* [WHAT YOU WILL DO] Rewrite the records below, starting with the line that contains "as [[306, 37]]." and going on through the line that contains "[[351, 370], [569, 318], [634, 280]]", with "dining chair" swapped for "office chair" and nothing else changed. Give only those lines, and leave the pictures out.

* [ENTRIES SUPPLIED]
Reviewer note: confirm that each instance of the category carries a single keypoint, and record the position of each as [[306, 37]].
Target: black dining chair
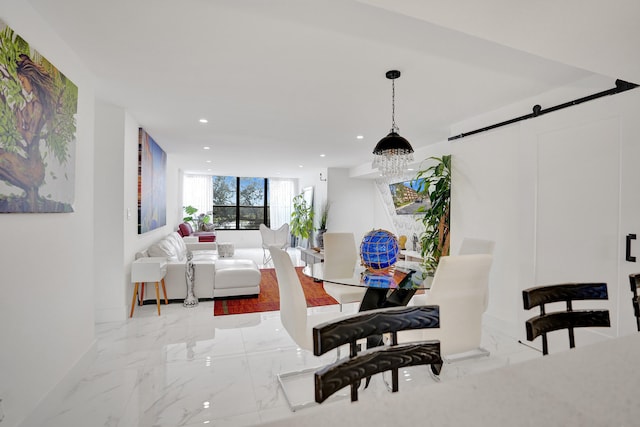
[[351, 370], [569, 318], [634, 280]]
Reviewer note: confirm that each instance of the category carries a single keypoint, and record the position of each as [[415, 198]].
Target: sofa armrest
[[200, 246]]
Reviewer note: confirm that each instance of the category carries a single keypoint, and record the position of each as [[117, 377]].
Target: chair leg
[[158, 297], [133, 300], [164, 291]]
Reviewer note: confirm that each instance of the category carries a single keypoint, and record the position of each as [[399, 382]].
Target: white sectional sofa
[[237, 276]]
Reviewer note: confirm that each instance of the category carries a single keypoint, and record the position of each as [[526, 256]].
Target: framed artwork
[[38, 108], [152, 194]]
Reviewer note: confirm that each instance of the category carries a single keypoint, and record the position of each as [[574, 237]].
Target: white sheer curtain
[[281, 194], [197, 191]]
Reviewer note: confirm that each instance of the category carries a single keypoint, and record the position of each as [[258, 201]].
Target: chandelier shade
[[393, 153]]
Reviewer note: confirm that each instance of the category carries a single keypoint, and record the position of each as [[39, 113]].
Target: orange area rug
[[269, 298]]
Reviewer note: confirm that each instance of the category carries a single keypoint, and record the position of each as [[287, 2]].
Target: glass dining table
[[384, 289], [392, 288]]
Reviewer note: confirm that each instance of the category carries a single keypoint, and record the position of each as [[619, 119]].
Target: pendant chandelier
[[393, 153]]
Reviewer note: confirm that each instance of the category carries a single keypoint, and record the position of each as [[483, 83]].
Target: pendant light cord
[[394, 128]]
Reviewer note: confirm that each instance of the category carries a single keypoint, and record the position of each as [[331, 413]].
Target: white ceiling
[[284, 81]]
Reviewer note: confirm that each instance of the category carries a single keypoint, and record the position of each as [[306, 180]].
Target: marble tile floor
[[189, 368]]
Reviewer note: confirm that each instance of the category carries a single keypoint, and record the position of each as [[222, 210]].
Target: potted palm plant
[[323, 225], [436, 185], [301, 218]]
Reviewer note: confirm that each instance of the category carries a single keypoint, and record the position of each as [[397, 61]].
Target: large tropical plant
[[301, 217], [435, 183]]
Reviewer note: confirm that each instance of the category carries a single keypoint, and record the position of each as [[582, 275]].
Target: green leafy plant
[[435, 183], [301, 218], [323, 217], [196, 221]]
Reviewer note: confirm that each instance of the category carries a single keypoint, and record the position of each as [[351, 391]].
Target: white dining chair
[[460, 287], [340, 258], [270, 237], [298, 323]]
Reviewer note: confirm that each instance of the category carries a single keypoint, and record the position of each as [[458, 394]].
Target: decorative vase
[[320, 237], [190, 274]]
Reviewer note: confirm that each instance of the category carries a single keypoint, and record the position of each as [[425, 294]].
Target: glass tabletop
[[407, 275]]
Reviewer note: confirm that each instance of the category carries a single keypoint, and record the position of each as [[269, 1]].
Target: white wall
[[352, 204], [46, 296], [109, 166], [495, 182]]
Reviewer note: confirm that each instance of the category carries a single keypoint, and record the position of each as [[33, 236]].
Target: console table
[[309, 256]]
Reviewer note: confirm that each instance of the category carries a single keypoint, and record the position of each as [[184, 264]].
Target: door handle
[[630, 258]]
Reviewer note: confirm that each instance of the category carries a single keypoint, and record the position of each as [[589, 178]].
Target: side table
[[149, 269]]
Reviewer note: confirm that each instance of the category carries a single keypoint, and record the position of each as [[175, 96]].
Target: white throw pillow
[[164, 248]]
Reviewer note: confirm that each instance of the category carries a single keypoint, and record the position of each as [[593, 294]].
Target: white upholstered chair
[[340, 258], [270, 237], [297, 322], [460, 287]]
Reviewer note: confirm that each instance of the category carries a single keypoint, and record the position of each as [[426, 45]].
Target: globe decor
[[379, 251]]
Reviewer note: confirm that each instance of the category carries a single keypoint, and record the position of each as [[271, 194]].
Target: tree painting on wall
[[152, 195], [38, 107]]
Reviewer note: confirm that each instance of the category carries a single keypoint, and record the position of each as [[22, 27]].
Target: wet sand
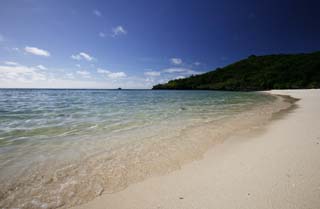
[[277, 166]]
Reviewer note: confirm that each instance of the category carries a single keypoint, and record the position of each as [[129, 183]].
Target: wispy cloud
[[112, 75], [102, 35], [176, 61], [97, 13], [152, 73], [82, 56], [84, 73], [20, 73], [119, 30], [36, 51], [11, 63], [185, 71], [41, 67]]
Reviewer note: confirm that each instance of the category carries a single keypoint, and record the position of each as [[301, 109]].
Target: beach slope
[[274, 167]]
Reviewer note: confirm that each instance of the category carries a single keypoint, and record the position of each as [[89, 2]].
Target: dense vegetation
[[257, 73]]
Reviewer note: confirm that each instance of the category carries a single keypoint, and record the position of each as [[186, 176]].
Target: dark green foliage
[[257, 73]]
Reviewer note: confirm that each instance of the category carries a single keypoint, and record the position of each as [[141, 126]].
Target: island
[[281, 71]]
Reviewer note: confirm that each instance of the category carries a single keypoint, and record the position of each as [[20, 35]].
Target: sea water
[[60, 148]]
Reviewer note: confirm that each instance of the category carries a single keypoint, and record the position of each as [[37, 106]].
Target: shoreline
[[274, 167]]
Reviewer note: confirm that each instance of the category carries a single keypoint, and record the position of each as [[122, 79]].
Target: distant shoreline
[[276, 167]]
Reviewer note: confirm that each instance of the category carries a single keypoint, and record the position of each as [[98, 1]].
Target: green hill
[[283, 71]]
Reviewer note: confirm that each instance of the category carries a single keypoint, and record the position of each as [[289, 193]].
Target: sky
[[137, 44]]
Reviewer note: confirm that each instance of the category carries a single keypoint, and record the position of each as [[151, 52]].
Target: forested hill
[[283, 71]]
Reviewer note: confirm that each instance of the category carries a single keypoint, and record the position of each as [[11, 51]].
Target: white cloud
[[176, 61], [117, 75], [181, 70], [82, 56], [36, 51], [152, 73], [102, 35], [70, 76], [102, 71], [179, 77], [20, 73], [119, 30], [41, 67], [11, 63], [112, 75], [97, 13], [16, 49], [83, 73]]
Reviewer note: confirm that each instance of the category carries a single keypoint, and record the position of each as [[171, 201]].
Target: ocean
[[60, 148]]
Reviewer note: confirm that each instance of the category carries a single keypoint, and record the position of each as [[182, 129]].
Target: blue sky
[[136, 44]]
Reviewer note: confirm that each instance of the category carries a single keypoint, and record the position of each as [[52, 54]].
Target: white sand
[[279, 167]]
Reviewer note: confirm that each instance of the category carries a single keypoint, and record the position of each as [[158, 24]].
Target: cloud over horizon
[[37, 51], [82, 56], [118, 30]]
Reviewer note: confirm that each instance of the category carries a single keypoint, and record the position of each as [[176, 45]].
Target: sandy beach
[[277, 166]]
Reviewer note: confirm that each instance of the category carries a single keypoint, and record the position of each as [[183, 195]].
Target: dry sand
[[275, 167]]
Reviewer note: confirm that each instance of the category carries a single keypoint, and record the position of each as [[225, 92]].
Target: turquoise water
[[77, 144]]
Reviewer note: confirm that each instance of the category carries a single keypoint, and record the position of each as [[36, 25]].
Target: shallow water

...

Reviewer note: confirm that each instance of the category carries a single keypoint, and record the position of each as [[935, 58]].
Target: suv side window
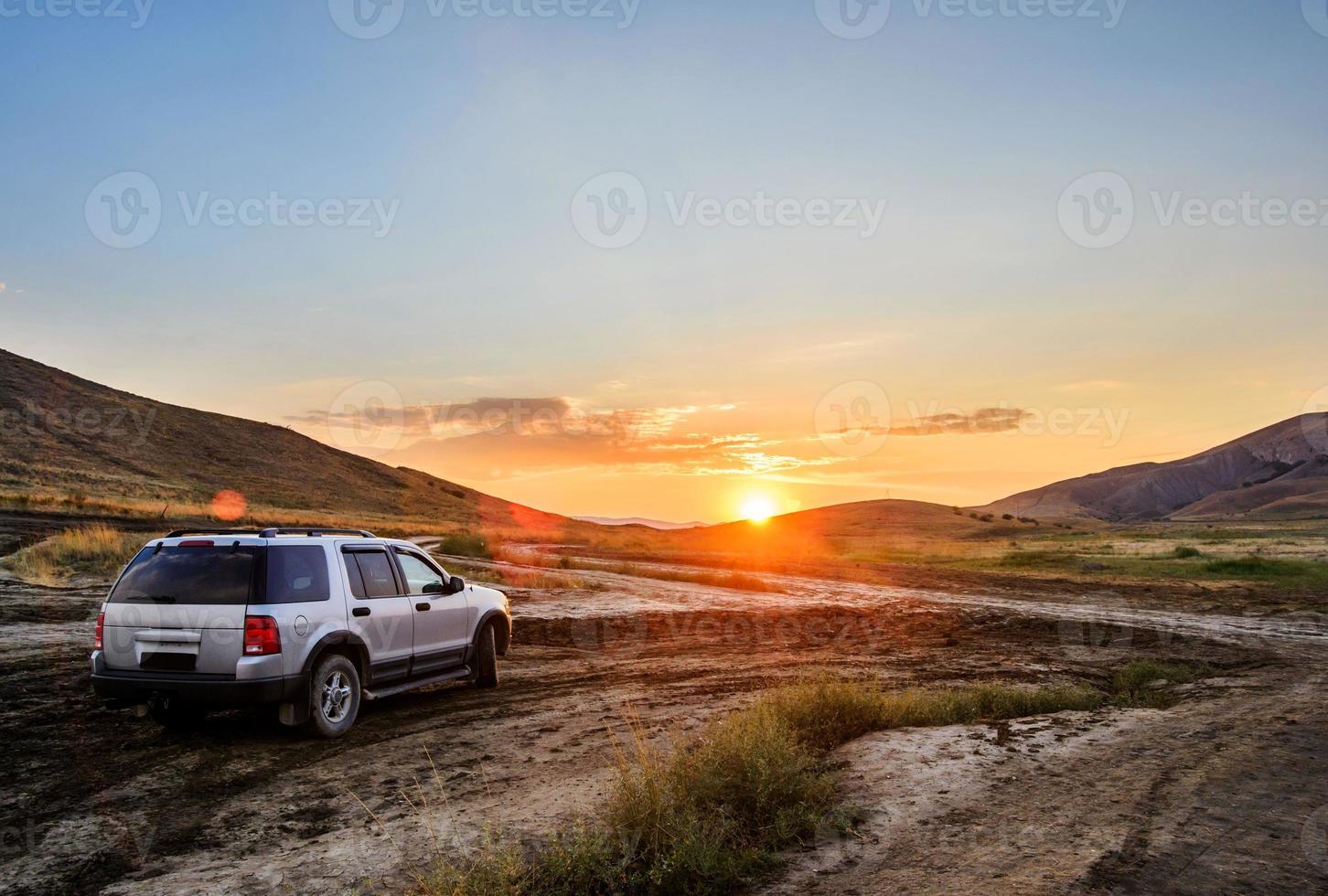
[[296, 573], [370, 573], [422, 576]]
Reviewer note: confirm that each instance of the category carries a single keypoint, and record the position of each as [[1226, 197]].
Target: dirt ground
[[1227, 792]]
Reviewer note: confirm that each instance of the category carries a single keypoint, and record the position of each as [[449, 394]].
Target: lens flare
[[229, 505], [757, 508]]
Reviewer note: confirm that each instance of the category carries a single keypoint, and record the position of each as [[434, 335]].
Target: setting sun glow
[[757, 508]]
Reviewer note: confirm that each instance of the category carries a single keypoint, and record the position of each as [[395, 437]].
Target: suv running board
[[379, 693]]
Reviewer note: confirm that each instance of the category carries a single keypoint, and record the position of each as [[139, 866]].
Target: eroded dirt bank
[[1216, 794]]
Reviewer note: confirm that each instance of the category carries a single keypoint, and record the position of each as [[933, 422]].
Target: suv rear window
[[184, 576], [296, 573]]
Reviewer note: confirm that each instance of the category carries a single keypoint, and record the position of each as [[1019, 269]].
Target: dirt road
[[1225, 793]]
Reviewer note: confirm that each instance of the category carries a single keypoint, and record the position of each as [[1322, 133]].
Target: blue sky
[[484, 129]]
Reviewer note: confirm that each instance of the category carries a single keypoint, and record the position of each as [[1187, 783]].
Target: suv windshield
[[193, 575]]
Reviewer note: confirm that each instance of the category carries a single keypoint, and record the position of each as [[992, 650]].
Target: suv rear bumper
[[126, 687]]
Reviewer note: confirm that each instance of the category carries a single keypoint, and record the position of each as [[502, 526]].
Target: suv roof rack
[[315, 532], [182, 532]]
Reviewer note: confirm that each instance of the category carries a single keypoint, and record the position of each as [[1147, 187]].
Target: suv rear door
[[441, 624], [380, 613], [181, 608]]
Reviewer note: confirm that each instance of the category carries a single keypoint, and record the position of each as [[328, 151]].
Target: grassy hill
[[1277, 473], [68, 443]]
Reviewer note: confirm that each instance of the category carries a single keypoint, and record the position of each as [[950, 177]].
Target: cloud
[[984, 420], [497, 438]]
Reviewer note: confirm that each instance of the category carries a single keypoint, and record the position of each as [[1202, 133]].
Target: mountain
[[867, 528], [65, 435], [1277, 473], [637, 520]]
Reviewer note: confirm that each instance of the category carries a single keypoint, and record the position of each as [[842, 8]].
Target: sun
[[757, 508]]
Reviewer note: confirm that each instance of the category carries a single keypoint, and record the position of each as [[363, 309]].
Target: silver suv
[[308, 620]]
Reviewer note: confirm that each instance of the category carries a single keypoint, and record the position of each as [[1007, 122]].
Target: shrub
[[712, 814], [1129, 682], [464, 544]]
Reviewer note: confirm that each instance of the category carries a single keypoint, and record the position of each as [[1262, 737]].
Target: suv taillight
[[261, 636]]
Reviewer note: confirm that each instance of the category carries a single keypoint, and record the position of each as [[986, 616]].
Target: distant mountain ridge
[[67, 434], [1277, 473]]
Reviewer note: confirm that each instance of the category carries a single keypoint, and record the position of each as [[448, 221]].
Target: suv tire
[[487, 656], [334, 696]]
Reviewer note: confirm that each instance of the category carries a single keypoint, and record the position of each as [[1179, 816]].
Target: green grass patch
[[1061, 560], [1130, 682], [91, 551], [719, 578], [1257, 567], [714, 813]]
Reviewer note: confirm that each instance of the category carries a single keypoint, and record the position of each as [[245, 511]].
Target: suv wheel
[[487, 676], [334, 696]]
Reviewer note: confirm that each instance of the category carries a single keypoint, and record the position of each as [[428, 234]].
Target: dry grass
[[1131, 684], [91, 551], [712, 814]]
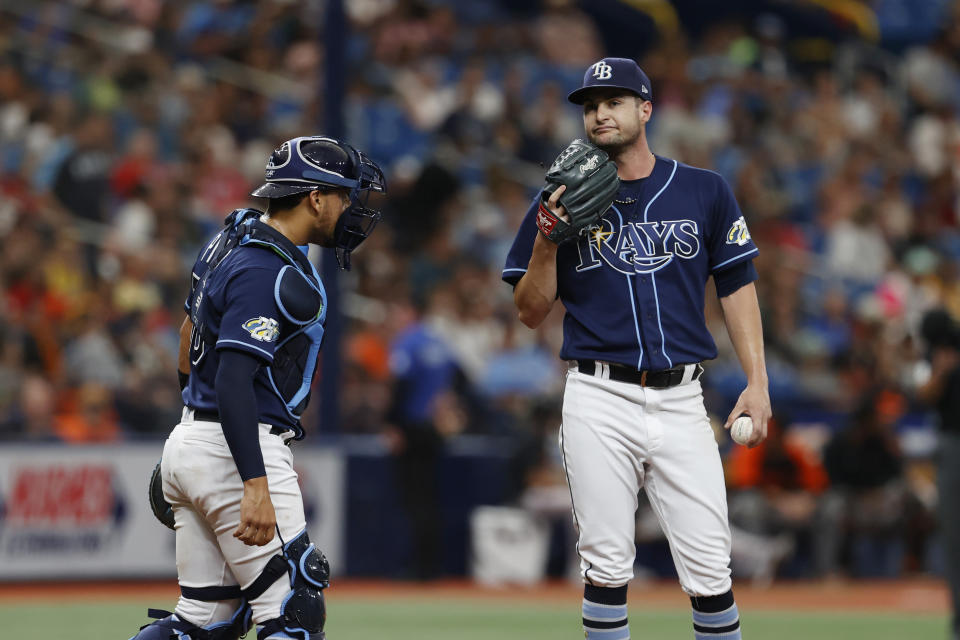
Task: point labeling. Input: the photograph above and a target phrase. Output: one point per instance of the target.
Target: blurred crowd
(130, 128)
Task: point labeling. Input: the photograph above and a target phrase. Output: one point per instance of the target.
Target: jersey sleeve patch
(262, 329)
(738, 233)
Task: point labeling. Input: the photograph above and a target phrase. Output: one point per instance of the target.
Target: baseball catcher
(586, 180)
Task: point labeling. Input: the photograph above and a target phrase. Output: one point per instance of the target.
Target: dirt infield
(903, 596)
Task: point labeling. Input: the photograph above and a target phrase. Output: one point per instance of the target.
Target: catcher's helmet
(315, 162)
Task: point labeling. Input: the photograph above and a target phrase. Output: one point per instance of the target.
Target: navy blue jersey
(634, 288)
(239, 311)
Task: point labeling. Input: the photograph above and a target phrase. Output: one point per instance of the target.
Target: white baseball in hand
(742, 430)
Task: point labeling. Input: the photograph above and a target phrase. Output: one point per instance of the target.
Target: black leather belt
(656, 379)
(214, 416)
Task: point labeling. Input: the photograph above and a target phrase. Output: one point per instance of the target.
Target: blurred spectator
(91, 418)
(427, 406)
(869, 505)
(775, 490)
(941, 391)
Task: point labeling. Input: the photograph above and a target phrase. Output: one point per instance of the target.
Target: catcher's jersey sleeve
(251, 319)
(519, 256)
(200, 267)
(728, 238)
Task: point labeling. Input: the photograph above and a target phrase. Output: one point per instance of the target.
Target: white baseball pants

...

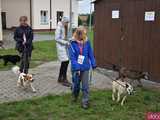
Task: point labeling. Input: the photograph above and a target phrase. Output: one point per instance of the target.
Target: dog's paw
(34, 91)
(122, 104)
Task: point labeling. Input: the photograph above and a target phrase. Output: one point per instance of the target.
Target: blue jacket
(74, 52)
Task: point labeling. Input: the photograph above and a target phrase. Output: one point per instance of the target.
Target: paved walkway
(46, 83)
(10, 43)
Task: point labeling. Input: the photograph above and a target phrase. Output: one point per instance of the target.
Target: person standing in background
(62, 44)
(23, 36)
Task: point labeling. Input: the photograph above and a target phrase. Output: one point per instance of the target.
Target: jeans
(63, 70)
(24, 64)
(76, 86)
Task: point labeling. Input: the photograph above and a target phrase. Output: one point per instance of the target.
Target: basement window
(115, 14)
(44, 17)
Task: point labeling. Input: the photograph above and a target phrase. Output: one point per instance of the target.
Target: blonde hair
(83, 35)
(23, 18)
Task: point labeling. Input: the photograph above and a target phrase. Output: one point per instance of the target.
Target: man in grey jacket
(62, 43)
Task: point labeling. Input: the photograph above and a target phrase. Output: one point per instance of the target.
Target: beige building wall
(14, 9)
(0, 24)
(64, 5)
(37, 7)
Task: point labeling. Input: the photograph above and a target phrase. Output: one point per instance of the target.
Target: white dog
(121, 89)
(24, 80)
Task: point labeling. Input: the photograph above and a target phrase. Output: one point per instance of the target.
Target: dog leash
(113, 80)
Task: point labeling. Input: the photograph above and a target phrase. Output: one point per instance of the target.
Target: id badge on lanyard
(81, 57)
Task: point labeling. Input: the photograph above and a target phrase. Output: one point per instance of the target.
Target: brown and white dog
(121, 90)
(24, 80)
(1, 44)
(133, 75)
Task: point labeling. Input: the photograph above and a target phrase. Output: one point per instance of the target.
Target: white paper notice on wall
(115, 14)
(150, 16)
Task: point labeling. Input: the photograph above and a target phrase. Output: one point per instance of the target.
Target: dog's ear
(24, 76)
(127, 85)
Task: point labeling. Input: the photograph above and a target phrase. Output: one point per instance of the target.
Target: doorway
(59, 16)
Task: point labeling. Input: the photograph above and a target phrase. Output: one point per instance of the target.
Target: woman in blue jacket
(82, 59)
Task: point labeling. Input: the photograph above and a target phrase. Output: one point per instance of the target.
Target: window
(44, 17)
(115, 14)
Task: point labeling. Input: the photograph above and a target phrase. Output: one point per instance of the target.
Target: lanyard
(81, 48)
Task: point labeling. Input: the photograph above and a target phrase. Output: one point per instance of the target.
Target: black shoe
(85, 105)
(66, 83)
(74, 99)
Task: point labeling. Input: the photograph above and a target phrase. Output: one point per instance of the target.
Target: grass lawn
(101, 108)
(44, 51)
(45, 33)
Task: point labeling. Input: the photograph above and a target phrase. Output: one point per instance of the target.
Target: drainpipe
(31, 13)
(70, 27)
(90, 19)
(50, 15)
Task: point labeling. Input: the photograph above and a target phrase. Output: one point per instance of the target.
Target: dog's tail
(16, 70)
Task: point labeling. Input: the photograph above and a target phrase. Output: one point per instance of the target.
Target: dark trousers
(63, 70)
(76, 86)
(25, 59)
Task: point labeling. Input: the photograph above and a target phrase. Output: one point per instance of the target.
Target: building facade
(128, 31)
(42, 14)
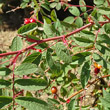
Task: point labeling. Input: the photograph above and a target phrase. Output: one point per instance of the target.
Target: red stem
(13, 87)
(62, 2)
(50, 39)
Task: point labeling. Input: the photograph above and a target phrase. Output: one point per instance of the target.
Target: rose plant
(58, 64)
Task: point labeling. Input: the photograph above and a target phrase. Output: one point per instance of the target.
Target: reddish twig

* [RESPONSE]
Reviewer note: confirm that each instance of the category carries a single keypoint, and record the position of each as [[306, 37]].
Target: black office chair
[[351, 370], [569, 318], [634, 280]]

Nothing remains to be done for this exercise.